### REQUIREMENT
Write out, word for word, the whole passage below on integrated project delivery contracts.

Starting off in full disclosure, I have not been involved with a project that has formally implemented an integrated project delivery (IPD) contract. Having said that, we have been involved with numerous projects that have the philosophical foundation IPD professes, but without a singular IPD agreement.
My first observation is that owners who develop buildings hire experts in their respective fields with the intent of transferring certain risks to the professional team (design professionals, construction professionals, etc.), at least during the process of developing the building. Ultimately, all owners carry the entire risk of their development, from soup to nuts. If you believe in the business tenet of shedding risk as an owner, why would an owner want to share risk with the construction and design professionals in an IPD contract? Amongst my peers with IPD experience, I have discussed the structure of the IPD’s they have been involved with and the majority of them have experienced an IPD contract between the design and construction professionals and in some cases the prime subcontractors. However, in the majority of IPD examples that I have reviewed with my colleagues, the owners were not a party to the IPD agreement. Evidently, these owners did not desire to enter into an IPD agreement. So is an IPD agreement without an owner included, contractually speaking, a true IPD agreement or is it a form of a design-build agreement? A design-build agreement can properly incentivize all parties to work in a more integrated fashion without “cutting corners” as is the perception in the marketplace.

### DATA TO EXAMINE
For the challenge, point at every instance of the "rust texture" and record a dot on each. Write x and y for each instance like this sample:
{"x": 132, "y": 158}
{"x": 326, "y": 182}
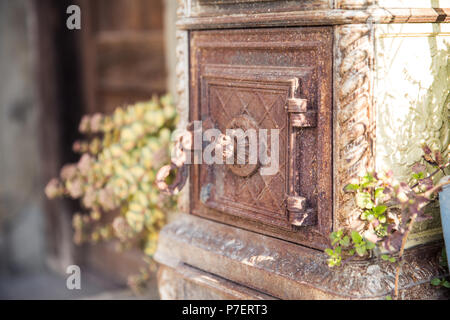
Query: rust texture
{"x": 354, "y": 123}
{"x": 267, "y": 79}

...

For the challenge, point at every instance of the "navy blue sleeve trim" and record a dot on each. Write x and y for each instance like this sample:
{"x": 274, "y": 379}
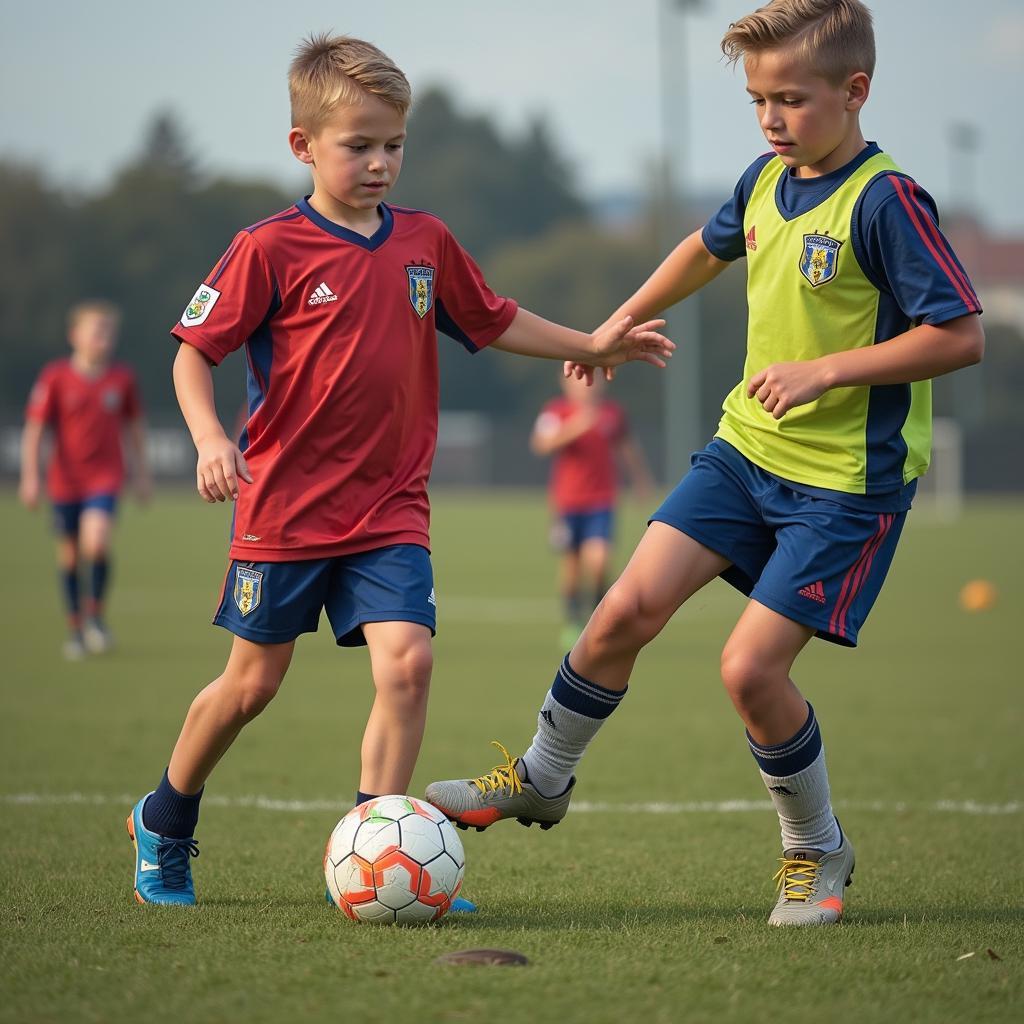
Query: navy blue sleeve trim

* * *

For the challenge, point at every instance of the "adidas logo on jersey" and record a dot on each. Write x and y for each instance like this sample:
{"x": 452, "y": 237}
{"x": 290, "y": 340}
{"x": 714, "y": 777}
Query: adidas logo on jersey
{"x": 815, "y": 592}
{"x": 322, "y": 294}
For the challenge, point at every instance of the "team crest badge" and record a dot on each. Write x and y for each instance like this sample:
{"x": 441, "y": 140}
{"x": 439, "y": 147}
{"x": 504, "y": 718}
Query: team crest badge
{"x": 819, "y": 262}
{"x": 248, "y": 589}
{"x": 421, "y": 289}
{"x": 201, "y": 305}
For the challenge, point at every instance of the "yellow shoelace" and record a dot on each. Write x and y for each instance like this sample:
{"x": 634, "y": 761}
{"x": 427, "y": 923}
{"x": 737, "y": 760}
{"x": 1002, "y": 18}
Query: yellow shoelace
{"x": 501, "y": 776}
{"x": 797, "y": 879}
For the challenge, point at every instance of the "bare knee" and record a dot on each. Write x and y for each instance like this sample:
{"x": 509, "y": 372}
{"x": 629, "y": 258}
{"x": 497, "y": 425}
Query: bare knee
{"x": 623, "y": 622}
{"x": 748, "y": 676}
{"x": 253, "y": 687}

### FINAL ANSWER
Starting off in full disclosure, I have not been involved with a project that has formally implemented an integrated project delivery (IPD) contract. Having said that, we have been involved with numerous projects that have the philosophical foundation IPD professes, but without a singular IPD agreement.
My first observation is that owners who develop buildings hire experts in their respective fields with the intent of transferring certain risks to the professional team (design professionals, construction professionals, etc.), at least during the process of developing the building. Ultimately, all owners carry the entire risk of their development, from soup to nuts. If you believe in the business tenet of shedding risk as an owner, why would an owner want to share risk with the construction and design professionals in an IPD contract? Amongst my peers with IPD experience, I have discussed the structure of the IPD’s they have been involved with and the majority of them have experienced an IPD contract between the design and construction professionals and in some cases the prime subcontractors. However, in the majority of IPD examples that I have reviewed with my colleagues, the owners were not a party to the IPD agreement. Evidently, these owners did not desire to enter into an IPD agreement. So is an IPD agreement without an owner included, contractually speaking, a true IPD agreement or is it a form of a design-build agreement? A design-build agreement can properly incentivize all parties to work in a more integrated fashion without “cutting corners” as is the perception in the marketplace.